# [Input material]
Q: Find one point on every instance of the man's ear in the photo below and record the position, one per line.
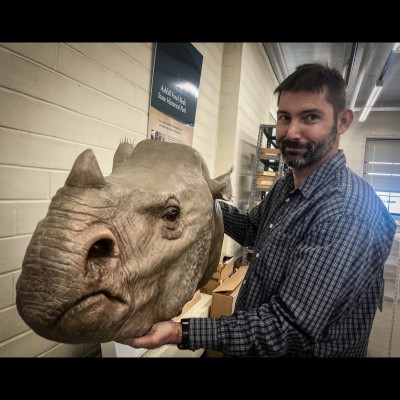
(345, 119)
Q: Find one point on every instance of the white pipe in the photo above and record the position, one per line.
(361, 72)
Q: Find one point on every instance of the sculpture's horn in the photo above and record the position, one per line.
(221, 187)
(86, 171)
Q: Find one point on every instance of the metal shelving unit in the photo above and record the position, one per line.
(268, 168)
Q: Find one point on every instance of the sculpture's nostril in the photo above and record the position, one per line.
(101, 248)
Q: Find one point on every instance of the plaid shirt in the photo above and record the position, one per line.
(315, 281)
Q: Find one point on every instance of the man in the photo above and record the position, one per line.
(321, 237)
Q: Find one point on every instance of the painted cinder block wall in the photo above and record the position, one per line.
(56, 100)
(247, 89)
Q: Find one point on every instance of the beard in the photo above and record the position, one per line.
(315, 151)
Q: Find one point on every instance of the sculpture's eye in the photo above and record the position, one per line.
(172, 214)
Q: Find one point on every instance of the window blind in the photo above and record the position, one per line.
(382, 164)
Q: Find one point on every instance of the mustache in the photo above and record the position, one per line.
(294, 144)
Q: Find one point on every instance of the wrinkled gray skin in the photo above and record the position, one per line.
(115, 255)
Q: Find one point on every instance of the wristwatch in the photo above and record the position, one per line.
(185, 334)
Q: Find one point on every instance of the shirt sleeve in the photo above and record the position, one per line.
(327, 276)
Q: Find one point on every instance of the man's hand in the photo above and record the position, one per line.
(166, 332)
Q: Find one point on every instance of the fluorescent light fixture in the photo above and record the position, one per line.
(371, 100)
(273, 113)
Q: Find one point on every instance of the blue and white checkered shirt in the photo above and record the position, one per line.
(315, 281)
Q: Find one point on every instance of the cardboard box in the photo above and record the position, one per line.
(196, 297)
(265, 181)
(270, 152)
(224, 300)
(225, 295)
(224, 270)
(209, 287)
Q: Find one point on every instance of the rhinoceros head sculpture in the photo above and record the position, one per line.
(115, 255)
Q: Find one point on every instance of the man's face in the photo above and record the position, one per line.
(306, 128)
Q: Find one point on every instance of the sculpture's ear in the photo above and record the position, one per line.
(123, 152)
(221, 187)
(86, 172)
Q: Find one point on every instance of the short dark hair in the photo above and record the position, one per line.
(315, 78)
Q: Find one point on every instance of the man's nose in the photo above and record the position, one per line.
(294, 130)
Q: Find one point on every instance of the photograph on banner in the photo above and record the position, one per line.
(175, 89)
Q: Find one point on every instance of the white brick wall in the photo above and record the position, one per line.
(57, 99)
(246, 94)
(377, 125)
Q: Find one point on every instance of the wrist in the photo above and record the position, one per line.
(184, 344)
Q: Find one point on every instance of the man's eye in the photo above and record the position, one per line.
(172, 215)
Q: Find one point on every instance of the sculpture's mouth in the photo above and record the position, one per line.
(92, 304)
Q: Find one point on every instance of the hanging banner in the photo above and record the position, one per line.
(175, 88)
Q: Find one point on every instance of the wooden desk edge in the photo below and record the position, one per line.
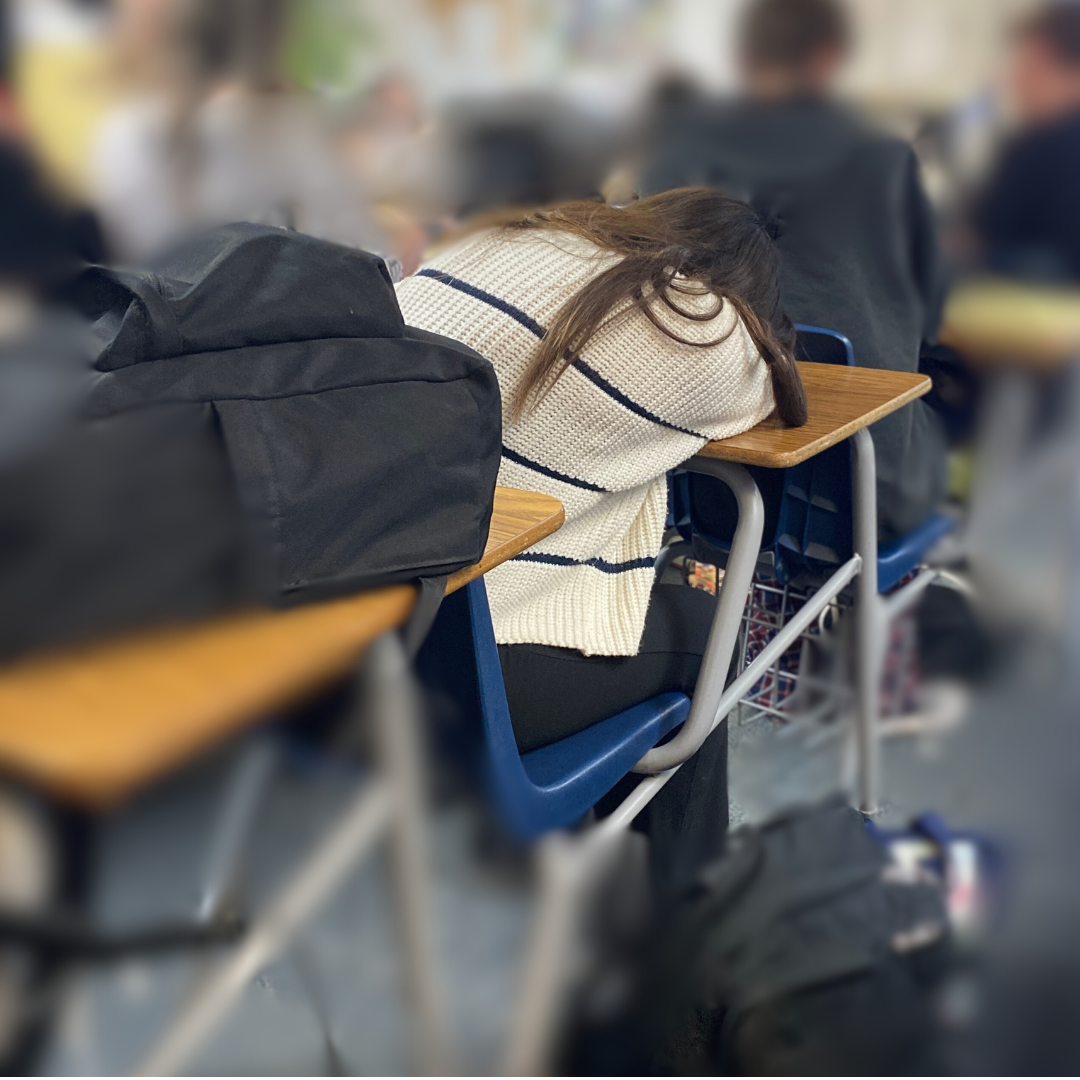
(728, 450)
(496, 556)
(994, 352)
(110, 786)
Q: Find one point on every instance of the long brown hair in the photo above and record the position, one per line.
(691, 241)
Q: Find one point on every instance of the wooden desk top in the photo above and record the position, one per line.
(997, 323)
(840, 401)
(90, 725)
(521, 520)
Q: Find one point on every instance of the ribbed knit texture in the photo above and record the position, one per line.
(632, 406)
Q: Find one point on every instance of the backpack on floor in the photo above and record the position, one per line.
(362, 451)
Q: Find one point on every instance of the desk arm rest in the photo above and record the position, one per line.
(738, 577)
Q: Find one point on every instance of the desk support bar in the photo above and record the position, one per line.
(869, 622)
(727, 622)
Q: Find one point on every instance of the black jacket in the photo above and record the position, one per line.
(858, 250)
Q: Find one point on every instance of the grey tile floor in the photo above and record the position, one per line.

# [Directions for this task]
Without including any picture, restate every entry above exactly.

# [Task solution]
Q: Find one point on every instance of the man's ear in the photo below and record the position, one per line.
(345, 119)
Q: Find one point on every instance of the white pipe in the photo above and record the position, one per line.
(361, 72)
Q: Find one point on every instance of the sculpture's horn in the photo above and record the position, one per line.
(221, 187)
(86, 171)
Q: Find one point on every instance of the metal shelving unit in the photo above and record the position, one per line.
(268, 168)
Q: Find one point on every instance of the sculpture's nostril in the photo above and record the position, one per line.
(101, 248)
Q: Find one point on every instance of the plaid shirt in the photo above and record the position, one per line.
(315, 281)
Q: Find one point on every instance of the man in the photo above and record the position, one per line.
(321, 237)
Q: Find one point on every instance of the painted cinder block wall in the photo above and record the position, one per line.
(56, 100)
(247, 89)
Q: Find one point on every instance of the beard in the photo above and record the position, one per line.
(315, 151)
Q: Find one point on every instance of the sculpture's eye in the photo above and record the position, one per line.
(172, 214)
Q: Find one point on every instance of the window blind in the photo above and record the position, one per line.
(382, 164)
Q: Find one point on every instance of the mustache in the photo above and record the position, one per line.
(294, 144)
Q: Find one point on every instance of the wrinkled gray skin in the photo above and record the position, one per line.
(115, 255)
Q: Find one point on every instance of the wristwatch in the photo above and record the position, one per line.
(185, 334)
Q: Find one point on every instance of the shirt sleeve in the photo above and record the position, one per line.
(327, 276)
Q: Find one point on every instance of the man's hand in the photo above and record the position, one per line.
(166, 332)
Q: Find one point on every instance of the fluorescent light fixture in the photo above and record the position, one per line.
(371, 100)
(273, 113)
Q: Find one point on every instance of the blue and white checkered shirt in the photo above and record the position, one per line.
(315, 281)
Q: Find one point on every instance of the cardboard box in the photo above and record the position, one per line.
(196, 297)
(265, 181)
(270, 152)
(224, 300)
(225, 295)
(224, 270)
(209, 287)
Q: Find one point on every instance of the rhinoceros head sculpture in the photo above and record the position, one per line.
(115, 255)
Q: Find one point on every instance of the man's face in the photo above and record the position, one per line.
(306, 128)
Q: Find one point on every instance of the sculpture's ear in the photo above and record the position, one per line.
(123, 152)
(221, 187)
(86, 172)
Q: Find one point on every instance of the short dark hair in the photo above and record the position, one per line.
(315, 78)
Q: Find one point on every instance of the man's nose in the photo above and record the position, one per line.
(294, 130)
Q: Find one point on every instance of the photograph on banner in the photo above and record the position, one per line.
(175, 89)
Q: Find one point on every instance of the white brick wall in the photo above and record the position, one per line.
(57, 99)
(246, 94)
(377, 125)
Q: Find one point on every instance of the wrist in the photo above and record the position, one per line.
(184, 344)
Q: Find one point on every instance of the man's eye in the photo above and record the position, one per line.
(172, 215)
Q: Find one point on every instance of the sculpture's mouth in the photo above and record the position, one per line.
(92, 304)
Q: Find one point on every instance of the hanging banner in the photo above and record the position, one per line.
(175, 88)
Q: Find one point on every instance of the wooden desk edge in the photo below and record the position, one per line.
(728, 450)
(496, 556)
(994, 352)
(110, 786)
Q: Find one point on every instance of the long brown hair in the photo above and record the position, one per line.
(691, 241)
Q: Find one point on every instance of the wooden desk top in the photo above and record the position, one per line.
(997, 323)
(840, 401)
(90, 725)
(521, 520)
Q: Find one point on every instance of the ribbed knit texture in the photo above and record the position, one per line.
(632, 406)
Q: Find one point on every instance of the backpack on floor in the photo above and record the position, one per line.
(362, 451)
Q: Find one point on every instance of the desk arm rest in the photo above and record the position, one per line.
(738, 577)
Q: Find one point on every instance of the desk support bar in the photo above and record the position, one per line.
(869, 622)
(727, 622)
Q: Find one point on every instance of the black jacket in the photo above and record the position, one per line.
(858, 250)
Q: Find one point on every instance of the grey tile floor in the photo above and record the position, one per line.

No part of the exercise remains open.